> [EXCERPT TO READ]

╭──

July 2022

Dear Friends and Colleagues,

I just read psychologist Mary Pipher’s NY Times Opinion piece titled It’s Possible to Balance Despair With Joy. What intrigued me to read through it were such statements as:
“Many of us feel we are walking through sludge. This strange inertia comes from the continuing pandemic, a world at war and the mass shootings of shoppers, worshipers and school children… As we are pummeled daily with traumatic information, more and more of us shut down emotionally… We are not apathetic; we are overwhelmed. Our symptoms resemble those of combat fatigue.” I could not help but personally relate to this assessment.

Ms. Pipher points out among other wise recommendations,

“Psychology teaches that the best way to cope with suffering is to face it… We reach out to our friends and family. We find a way to help another person. Action is always an antidote to despair.”

Photo of ROP class some standing and some kneeling with hands and fists upFrom Anger to Action, our recent project with Arroyo High School seniors, provides an encouraging and inspiring example of how we can acknowledge and then convert our worries and concerns toward positive action. Over the course of 5 weeks, from February 15th to March 18th, using the UDHR as our framework, we guided the students to identify and prioritize the community issues of greatest concern to them, to develop strategies to address these concerns, and then to deepen their understanding of how knowledge of human rights directly inspires and connects with social justice advocacy. I encourage you to watch the video of the culminating presentation and interactive discussion that followed to gain inspiration for your own individual and collective action.

╰──

> [TASK BRIEF] Extract from the July 2022 letter the part that opens with the words containing "Dear Friends and" and closes with "to this assessment.", copying it word for word.

> [GIVEN DATA]
╭──

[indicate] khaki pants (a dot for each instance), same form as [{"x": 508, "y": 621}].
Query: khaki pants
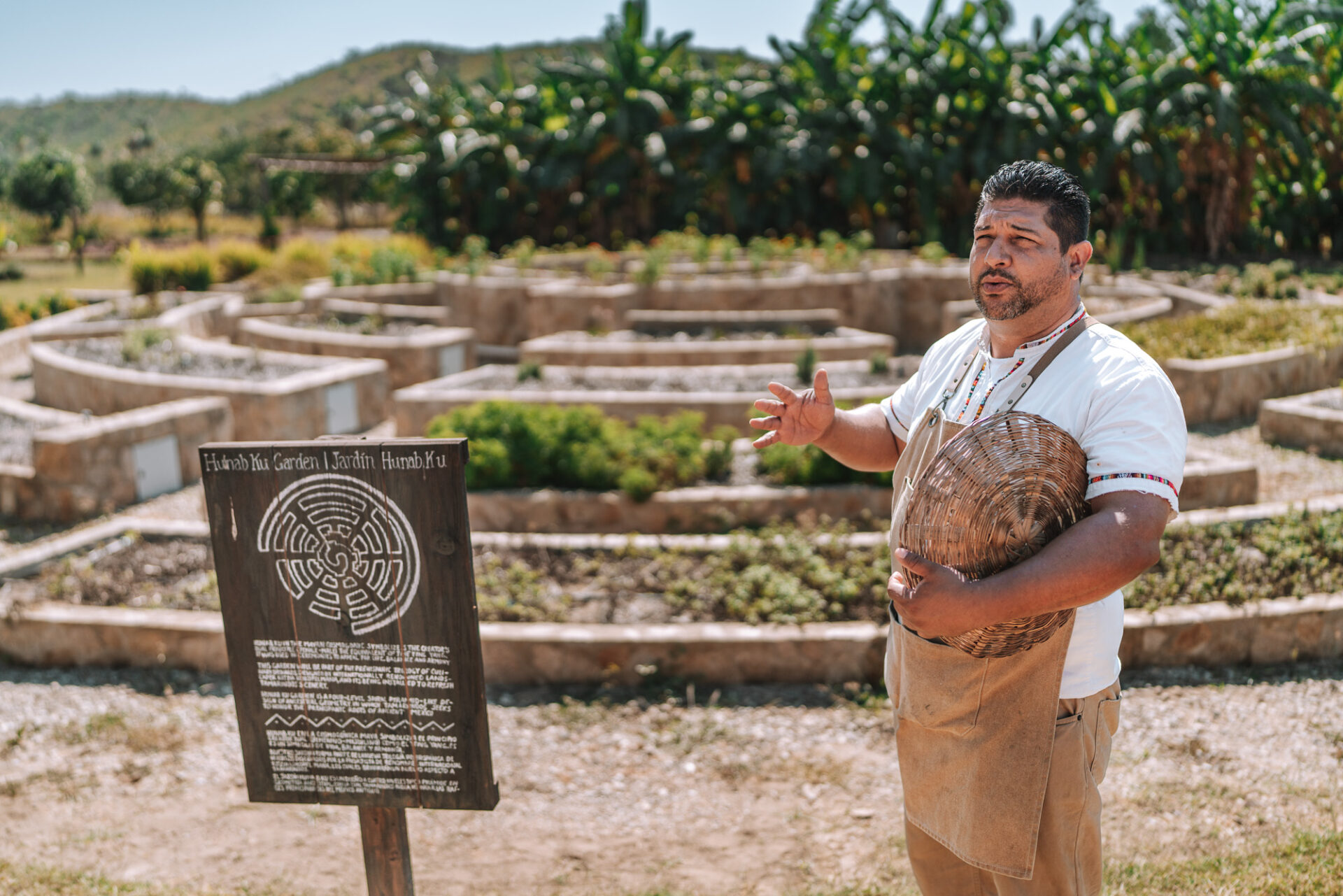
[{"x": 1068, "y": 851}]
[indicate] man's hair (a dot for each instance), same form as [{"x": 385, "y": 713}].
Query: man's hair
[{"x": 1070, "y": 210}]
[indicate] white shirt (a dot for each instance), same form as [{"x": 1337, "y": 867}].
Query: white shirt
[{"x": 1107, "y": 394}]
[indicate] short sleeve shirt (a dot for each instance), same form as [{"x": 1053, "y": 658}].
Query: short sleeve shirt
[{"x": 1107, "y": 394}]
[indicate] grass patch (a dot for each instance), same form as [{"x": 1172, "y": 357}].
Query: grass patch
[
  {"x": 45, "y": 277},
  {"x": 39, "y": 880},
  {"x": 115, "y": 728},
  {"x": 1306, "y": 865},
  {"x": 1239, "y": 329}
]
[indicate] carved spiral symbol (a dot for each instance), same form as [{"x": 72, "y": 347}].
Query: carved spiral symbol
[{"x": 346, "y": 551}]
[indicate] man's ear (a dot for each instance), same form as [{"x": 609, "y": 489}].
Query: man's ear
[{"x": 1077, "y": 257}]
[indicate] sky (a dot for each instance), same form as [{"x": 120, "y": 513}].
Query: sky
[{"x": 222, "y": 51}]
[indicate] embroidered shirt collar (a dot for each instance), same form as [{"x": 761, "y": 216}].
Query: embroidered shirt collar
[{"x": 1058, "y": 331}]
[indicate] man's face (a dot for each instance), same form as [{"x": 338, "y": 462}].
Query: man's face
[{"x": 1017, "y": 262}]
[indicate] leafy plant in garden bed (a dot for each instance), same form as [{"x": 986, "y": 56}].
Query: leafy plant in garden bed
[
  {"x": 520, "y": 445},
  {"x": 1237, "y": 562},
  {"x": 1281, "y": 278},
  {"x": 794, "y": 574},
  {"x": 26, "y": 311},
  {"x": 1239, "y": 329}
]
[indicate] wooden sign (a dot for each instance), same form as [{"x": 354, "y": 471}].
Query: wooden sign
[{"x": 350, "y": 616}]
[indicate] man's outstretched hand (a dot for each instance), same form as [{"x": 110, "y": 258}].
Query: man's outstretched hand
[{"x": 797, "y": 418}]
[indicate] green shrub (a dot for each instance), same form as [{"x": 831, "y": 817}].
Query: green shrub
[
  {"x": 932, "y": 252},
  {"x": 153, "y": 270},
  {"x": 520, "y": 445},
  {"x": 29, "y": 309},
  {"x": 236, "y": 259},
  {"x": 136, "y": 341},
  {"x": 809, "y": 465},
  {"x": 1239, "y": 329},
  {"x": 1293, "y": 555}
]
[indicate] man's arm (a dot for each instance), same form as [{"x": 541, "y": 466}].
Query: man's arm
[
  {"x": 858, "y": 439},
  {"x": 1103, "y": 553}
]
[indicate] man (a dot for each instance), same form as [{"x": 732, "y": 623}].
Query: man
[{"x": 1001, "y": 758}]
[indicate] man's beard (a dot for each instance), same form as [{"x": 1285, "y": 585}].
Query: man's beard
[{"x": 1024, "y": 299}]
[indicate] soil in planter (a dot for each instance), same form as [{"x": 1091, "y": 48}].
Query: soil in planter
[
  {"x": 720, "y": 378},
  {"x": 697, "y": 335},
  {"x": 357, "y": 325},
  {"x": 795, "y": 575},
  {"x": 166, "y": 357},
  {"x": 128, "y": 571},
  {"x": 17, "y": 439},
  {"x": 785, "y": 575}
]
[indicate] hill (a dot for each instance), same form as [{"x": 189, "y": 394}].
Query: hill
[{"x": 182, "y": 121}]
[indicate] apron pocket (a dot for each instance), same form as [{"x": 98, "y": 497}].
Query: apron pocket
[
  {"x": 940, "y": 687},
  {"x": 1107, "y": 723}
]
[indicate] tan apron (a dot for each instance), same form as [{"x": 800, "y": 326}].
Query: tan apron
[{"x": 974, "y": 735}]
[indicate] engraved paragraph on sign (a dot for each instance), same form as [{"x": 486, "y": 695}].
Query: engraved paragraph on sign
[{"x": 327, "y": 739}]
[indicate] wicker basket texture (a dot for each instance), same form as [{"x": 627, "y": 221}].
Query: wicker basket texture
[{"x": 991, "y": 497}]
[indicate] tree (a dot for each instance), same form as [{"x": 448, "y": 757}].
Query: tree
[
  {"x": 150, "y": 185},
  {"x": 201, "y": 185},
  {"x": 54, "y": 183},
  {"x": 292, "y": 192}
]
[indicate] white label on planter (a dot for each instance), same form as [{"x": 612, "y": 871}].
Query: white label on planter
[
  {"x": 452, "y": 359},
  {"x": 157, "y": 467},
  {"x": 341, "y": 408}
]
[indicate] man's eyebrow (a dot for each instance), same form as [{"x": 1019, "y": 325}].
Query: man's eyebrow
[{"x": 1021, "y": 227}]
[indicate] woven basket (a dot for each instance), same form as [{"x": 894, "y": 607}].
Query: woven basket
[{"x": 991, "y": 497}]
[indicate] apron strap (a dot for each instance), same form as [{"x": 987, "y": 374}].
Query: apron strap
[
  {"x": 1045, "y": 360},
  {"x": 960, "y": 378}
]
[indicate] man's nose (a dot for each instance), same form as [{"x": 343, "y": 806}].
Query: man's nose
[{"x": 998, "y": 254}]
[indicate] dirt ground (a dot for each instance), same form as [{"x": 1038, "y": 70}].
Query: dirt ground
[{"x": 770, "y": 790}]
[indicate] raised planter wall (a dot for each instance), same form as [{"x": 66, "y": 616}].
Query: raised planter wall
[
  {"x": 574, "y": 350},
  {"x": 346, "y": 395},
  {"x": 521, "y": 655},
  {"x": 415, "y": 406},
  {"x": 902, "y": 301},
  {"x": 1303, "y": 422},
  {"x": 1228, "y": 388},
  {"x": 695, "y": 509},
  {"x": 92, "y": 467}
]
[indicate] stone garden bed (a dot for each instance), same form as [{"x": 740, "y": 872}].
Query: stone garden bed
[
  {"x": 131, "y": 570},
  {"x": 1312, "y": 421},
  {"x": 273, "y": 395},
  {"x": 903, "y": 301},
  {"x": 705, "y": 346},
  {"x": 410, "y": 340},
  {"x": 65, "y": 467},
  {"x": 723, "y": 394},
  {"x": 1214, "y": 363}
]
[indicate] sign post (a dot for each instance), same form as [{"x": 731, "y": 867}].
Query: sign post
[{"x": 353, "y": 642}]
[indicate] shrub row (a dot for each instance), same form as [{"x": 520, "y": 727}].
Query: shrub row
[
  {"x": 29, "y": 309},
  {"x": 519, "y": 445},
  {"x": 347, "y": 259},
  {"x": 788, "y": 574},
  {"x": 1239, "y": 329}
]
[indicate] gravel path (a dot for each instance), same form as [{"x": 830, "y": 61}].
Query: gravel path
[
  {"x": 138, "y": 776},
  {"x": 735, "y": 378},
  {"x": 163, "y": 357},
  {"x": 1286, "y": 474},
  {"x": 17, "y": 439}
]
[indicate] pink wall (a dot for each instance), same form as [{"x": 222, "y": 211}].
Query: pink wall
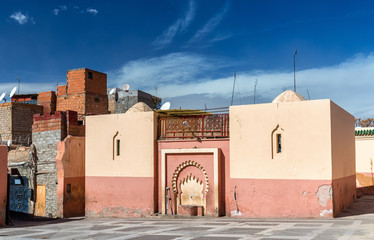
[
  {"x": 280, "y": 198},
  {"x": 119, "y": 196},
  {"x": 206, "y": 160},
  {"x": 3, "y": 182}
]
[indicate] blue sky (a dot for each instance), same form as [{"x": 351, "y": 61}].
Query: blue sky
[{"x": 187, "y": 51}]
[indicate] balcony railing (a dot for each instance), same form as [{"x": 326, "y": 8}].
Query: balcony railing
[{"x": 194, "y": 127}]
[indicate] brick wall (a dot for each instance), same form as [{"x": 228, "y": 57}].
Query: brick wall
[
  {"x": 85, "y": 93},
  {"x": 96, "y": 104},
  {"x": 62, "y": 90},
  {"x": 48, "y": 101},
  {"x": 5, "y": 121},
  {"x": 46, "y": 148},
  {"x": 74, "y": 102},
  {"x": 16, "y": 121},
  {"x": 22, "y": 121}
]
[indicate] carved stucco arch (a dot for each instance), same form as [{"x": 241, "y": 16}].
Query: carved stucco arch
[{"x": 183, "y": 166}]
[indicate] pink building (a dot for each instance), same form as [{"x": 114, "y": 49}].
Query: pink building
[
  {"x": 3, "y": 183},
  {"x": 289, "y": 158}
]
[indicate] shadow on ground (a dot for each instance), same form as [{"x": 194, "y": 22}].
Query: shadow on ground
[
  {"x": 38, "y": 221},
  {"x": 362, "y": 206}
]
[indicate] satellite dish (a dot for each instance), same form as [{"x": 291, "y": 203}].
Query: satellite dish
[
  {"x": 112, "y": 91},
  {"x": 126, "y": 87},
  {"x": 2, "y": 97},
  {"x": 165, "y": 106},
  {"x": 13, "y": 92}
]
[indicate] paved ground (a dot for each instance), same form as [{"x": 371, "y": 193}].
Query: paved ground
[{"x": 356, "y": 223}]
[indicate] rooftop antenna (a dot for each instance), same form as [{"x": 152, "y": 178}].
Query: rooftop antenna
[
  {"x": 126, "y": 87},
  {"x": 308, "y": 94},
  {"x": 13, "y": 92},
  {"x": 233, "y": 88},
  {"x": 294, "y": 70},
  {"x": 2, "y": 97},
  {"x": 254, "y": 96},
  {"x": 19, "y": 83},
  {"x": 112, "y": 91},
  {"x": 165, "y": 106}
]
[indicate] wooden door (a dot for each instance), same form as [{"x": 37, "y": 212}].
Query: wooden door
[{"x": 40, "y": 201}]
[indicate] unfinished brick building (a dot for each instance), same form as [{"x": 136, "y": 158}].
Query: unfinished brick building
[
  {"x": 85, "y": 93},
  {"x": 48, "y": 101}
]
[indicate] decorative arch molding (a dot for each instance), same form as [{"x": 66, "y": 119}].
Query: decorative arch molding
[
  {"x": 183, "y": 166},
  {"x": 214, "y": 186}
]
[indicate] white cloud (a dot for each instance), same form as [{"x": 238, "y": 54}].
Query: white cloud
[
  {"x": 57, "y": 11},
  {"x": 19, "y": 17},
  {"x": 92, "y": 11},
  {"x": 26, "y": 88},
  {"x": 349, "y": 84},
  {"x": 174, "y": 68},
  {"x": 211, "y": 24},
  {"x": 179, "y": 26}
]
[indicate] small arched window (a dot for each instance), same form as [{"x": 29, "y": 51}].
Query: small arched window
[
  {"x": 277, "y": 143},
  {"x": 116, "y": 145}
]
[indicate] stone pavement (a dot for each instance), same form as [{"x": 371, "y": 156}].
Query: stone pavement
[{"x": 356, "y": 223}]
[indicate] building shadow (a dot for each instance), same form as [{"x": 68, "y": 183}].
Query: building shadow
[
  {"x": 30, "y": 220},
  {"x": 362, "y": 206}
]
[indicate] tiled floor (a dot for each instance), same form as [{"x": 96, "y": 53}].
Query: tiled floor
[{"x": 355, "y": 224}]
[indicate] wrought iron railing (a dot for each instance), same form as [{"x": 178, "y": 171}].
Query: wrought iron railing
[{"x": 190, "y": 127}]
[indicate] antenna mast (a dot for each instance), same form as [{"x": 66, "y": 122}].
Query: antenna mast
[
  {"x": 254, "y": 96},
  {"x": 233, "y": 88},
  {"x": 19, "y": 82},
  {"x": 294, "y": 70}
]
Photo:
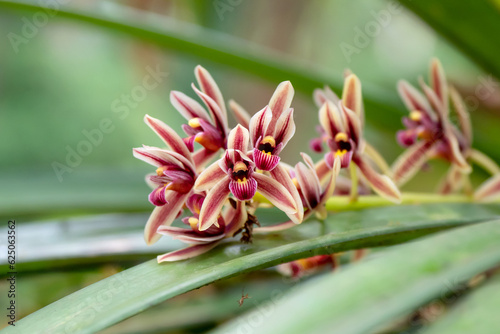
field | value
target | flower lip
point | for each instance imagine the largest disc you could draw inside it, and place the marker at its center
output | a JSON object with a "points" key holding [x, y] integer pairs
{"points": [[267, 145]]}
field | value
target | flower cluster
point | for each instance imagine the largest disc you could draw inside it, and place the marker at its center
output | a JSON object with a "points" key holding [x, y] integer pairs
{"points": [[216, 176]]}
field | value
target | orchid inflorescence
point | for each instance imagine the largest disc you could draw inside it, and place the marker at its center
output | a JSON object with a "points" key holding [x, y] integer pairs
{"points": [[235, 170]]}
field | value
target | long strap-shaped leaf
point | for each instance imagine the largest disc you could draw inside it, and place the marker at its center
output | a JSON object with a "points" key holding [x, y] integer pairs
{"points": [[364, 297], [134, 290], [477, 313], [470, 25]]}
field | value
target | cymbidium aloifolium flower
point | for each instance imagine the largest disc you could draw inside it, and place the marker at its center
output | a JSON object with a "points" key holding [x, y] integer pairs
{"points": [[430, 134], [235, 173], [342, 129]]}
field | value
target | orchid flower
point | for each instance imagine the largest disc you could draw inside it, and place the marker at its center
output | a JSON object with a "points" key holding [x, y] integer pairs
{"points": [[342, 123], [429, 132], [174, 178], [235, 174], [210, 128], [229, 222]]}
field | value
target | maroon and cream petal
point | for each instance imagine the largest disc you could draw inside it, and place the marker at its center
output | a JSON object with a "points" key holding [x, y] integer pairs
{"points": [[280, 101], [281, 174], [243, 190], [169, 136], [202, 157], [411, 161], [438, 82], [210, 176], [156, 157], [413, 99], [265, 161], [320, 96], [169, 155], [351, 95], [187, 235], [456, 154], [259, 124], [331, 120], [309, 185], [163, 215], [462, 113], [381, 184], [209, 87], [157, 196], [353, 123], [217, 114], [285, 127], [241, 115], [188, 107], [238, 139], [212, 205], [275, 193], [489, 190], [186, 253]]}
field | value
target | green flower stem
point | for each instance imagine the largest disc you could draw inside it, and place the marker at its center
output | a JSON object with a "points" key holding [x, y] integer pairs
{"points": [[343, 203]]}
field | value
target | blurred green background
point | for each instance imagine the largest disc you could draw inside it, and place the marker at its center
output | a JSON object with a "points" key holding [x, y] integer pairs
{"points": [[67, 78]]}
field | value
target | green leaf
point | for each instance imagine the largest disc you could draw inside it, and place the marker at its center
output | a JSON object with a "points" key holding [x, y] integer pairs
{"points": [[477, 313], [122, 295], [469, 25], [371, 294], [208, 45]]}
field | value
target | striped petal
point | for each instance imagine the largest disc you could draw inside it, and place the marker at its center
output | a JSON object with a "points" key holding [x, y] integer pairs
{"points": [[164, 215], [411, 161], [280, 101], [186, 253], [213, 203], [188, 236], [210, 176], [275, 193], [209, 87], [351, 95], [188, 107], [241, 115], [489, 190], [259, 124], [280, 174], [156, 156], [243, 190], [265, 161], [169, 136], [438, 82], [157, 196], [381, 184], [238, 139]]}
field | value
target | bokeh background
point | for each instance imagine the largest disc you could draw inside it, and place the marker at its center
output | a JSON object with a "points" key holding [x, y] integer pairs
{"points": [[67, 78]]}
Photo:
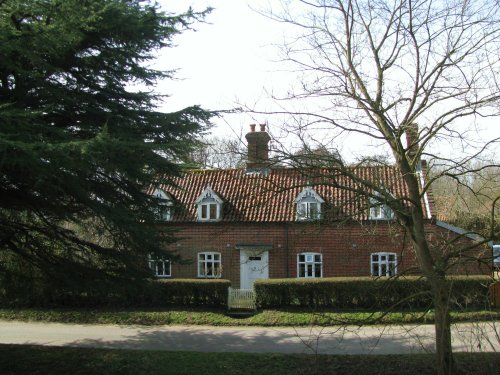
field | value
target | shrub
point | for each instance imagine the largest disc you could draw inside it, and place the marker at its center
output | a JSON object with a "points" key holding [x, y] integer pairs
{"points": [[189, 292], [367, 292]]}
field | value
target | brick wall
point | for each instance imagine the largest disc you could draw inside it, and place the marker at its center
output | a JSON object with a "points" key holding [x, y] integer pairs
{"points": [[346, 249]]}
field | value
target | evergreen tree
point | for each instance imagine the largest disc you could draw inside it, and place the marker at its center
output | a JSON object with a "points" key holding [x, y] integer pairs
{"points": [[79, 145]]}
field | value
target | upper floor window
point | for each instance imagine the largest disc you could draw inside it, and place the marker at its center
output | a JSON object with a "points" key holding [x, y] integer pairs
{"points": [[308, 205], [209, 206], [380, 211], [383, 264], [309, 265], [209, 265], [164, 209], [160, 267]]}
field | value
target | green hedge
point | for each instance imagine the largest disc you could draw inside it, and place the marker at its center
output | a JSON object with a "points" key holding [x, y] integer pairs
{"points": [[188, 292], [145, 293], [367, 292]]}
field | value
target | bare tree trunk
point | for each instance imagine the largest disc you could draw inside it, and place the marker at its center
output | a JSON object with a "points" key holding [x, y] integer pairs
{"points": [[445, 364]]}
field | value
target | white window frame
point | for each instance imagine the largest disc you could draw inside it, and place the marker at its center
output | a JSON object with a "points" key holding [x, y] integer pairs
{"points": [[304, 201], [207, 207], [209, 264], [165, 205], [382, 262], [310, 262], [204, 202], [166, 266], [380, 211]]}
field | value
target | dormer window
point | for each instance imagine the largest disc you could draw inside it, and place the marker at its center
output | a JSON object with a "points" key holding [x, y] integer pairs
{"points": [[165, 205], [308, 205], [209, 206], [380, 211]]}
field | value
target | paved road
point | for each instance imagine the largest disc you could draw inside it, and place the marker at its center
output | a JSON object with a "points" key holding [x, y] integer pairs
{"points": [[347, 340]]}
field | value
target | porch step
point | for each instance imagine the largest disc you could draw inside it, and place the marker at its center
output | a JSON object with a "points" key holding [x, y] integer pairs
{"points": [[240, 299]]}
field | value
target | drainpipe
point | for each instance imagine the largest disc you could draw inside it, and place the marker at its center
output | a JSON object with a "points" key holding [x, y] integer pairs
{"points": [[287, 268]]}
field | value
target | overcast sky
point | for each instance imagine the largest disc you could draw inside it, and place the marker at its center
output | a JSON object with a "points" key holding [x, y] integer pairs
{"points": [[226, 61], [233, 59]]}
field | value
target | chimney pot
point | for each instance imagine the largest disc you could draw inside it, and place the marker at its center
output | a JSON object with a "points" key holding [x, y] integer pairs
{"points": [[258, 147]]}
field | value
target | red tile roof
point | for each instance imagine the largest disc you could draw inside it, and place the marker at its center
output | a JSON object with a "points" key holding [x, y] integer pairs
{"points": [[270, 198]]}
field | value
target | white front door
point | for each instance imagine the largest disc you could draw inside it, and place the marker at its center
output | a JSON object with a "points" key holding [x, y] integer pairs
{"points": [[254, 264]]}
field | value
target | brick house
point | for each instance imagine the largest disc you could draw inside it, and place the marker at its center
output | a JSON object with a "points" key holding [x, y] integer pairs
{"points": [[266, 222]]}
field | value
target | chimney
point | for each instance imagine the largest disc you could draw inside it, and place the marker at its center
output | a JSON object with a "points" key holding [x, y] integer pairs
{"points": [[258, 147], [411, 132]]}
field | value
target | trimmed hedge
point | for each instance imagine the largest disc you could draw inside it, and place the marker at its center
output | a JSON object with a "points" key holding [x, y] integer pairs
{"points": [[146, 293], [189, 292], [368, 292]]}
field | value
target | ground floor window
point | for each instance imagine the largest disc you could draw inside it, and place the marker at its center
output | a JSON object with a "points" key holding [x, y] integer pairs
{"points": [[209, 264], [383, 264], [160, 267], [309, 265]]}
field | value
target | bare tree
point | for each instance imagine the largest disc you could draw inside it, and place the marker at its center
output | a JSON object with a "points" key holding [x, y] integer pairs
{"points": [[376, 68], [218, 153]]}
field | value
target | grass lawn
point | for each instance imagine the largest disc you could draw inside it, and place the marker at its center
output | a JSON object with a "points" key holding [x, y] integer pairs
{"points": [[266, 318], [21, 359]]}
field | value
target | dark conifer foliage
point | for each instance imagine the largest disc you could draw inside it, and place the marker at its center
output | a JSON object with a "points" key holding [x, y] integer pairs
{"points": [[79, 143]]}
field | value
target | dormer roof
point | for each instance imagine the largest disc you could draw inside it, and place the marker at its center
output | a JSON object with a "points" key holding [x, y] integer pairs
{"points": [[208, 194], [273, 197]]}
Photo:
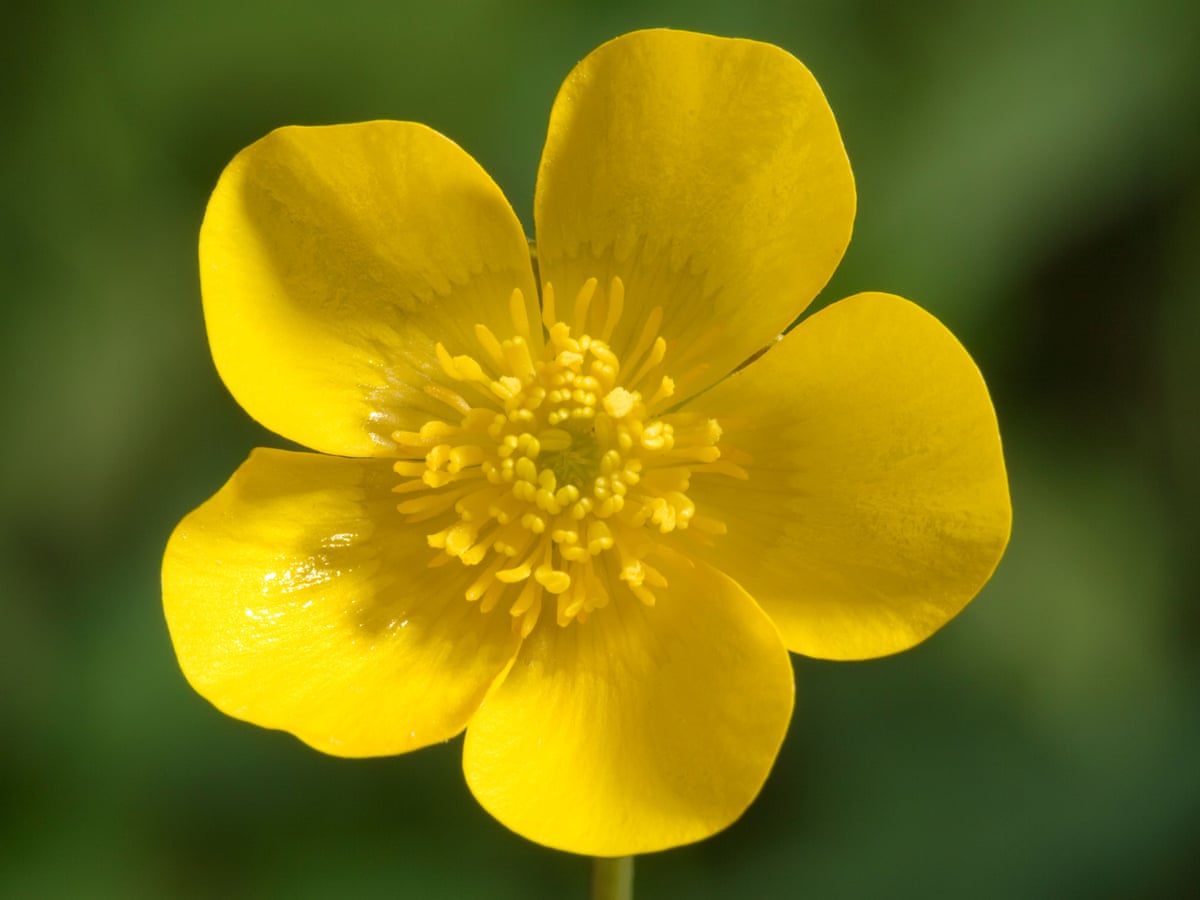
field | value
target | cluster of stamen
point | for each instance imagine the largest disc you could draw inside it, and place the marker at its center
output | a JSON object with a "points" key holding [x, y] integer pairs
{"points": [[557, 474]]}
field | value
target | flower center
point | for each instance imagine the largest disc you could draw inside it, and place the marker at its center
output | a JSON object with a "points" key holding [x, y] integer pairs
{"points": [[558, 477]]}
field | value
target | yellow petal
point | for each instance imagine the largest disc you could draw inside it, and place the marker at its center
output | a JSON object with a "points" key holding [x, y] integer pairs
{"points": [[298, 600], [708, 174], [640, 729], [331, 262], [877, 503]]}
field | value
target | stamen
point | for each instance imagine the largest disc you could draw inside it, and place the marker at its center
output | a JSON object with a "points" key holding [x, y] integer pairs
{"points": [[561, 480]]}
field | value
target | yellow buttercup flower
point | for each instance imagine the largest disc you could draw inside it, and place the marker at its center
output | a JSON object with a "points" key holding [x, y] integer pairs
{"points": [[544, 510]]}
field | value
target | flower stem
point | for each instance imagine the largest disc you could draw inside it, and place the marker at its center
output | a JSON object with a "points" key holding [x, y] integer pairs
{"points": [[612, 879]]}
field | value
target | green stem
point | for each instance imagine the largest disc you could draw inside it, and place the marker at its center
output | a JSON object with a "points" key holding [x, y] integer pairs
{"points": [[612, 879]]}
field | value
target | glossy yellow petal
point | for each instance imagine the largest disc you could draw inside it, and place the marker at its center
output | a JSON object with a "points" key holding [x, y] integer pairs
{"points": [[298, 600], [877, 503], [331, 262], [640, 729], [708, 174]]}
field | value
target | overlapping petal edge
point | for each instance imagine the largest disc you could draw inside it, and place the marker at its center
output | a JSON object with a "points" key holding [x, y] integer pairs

╰──

> [FINAL ANSWER]
Dear Friends and Colleagues,

I just read psychologist Mary Pipher’s NY Times Opinion piece titled It’s Possible to Balance Despair With Joy. What intrigued me to read through it were such statements as:
“Many of us feel we are walking through sludge. This strange inertia comes from the continuing pandemic, a world at war and the mass shootings of shoppers, worshipers and school children… As we are pummeled daily with traumatic information, more and more of us shut down emotionally… We are not apathetic; we are overwhelmed. Our symptoms resemble those of combat fatigue.” I could not help but personally relate to this assessment.